**Required work:** Recast the listing as a JSON list of strings, one string per line and with no entries for blank lines, beginning at the line that contains "target: cluster of rocks" and stopping at the end of the listing. Leave the pictures out of the answer.

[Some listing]
◇ ◇ ◇ ◇

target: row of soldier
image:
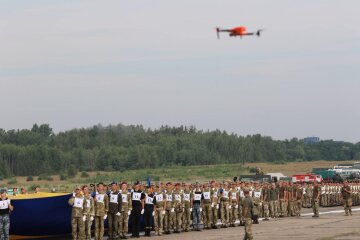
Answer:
[69,181,357,240]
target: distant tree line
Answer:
[0,124,360,176]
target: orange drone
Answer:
[216,26,264,39]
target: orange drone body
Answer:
[216,26,263,38]
[231,27,246,36]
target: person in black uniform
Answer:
[144,186,155,237]
[131,181,145,238]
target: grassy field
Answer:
[0,161,358,192]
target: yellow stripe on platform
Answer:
[8,192,70,200]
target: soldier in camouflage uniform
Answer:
[0,189,14,240]
[305,184,313,208]
[81,185,94,240]
[341,181,352,216]
[270,183,279,218]
[108,182,122,240]
[312,181,321,217]
[69,187,87,240]
[287,182,294,216]
[252,182,262,224]
[242,188,254,240]
[118,182,132,239]
[220,183,229,228]
[294,183,304,217]
[154,185,166,236]
[182,184,193,232]
[94,183,109,240]
[203,184,213,229]
[279,182,287,217]
[229,183,239,227]
[173,183,184,233]
[238,183,245,226]
[164,182,175,234]
[261,183,270,221]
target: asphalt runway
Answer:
[12,207,360,240]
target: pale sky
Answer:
[0,0,360,142]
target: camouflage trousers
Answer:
[0,214,10,240]
[304,195,312,208]
[343,198,352,215]
[312,199,319,216]
[229,202,239,225]
[94,216,104,240]
[280,200,288,216]
[173,205,183,231]
[192,203,201,230]
[287,200,295,216]
[321,193,329,207]
[270,201,279,218]
[84,214,92,240]
[108,213,121,240]
[71,217,85,240]
[164,208,174,232]
[263,202,270,219]
[203,203,212,228]
[220,201,230,226]
[211,204,219,227]
[238,204,245,225]
[154,208,164,236]
[118,208,129,237]
[182,206,191,231]
[244,218,254,240]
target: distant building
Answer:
[304,137,320,144]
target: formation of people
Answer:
[69,181,360,240]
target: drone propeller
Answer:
[216,27,220,39]
[256,29,264,37]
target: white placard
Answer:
[74,198,84,209]
[166,194,172,202]
[132,192,141,201]
[110,194,119,203]
[155,193,164,202]
[184,193,190,202]
[121,193,128,202]
[203,192,210,200]
[194,193,201,201]
[96,194,105,203]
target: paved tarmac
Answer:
[147,207,360,240]
[15,207,360,240]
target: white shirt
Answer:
[110,193,119,204]
[74,197,84,209]
[0,199,10,209]
[96,193,105,203]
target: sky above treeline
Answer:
[0,0,360,142]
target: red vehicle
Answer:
[291,174,323,183]
[216,26,264,39]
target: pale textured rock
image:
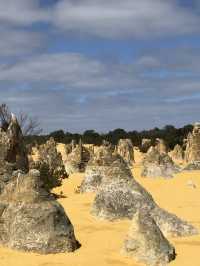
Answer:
[155,138,167,154]
[123,210,176,266]
[170,144,184,162]
[91,156,198,236]
[117,139,134,166]
[80,145,131,193]
[185,123,200,170]
[141,147,180,177]
[65,141,91,174]
[29,138,68,190]
[0,115,28,190]
[0,170,80,254]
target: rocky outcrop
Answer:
[80,146,130,193]
[123,209,176,266]
[141,147,180,178]
[185,123,200,170]
[169,144,184,162]
[91,154,197,236]
[141,139,152,152]
[117,139,134,166]
[65,140,90,175]
[0,115,28,190]
[29,138,68,190]
[0,170,80,254]
[155,138,167,154]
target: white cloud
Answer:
[0,0,50,26]
[53,0,200,38]
[0,26,45,57]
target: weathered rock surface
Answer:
[117,139,134,165]
[141,147,180,177]
[0,170,80,254]
[141,139,151,152]
[0,115,28,190]
[65,141,90,174]
[170,144,184,162]
[185,123,200,170]
[29,138,68,189]
[123,210,176,266]
[91,154,197,236]
[155,138,167,154]
[80,146,131,193]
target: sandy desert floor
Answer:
[0,165,200,266]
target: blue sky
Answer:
[0,0,200,132]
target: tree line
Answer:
[25,125,193,150]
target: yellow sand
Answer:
[0,165,200,266]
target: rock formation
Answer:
[91,153,197,236]
[141,139,151,152]
[0,170,80,254]
[80,145,129,193]
[65,140,90,175]
[141,147,179,177]
[170,144,184,162]
[185,123,200,170]
[155,138,167,154]
[29,138,68,189]
[0,115,28,190]
[117,139,134,165]
[123,209,176,266]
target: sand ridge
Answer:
[0,165,200,266]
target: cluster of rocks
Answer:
[29,138,68,190]
[65,140,91,175]
[170,144,184,163]
[117,139,134,166]
[141,145,180,178]
[185,123,200,170]
[141,138,151,152]
[0,115,80,254]
[80,147,197,265]
[0,114,29,190]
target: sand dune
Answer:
[0,165,200,266]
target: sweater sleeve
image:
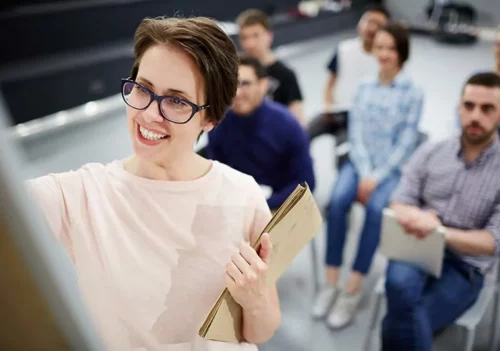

◇ ◇ ◇ ◇

**In response:**
[
  "target: cluster of rocks",
  "Answer:",
  "[29,138,68,190]",
  "[65,140,91,175]",
  "[170,144,184,163]",
  "[117,139,134,166]",
  "[141,145,180,178]",
  "[185,123,200,170]",
  "[141,138,151,152]",
  "[0,115,80,254]",
  "[80,147,197,265]",
  "[0,114,29,190]",
  "target: sand dune",
  "Answer:",
  "[0,165,200,266]",
  "target: sweater sleeve",
  "image:"
]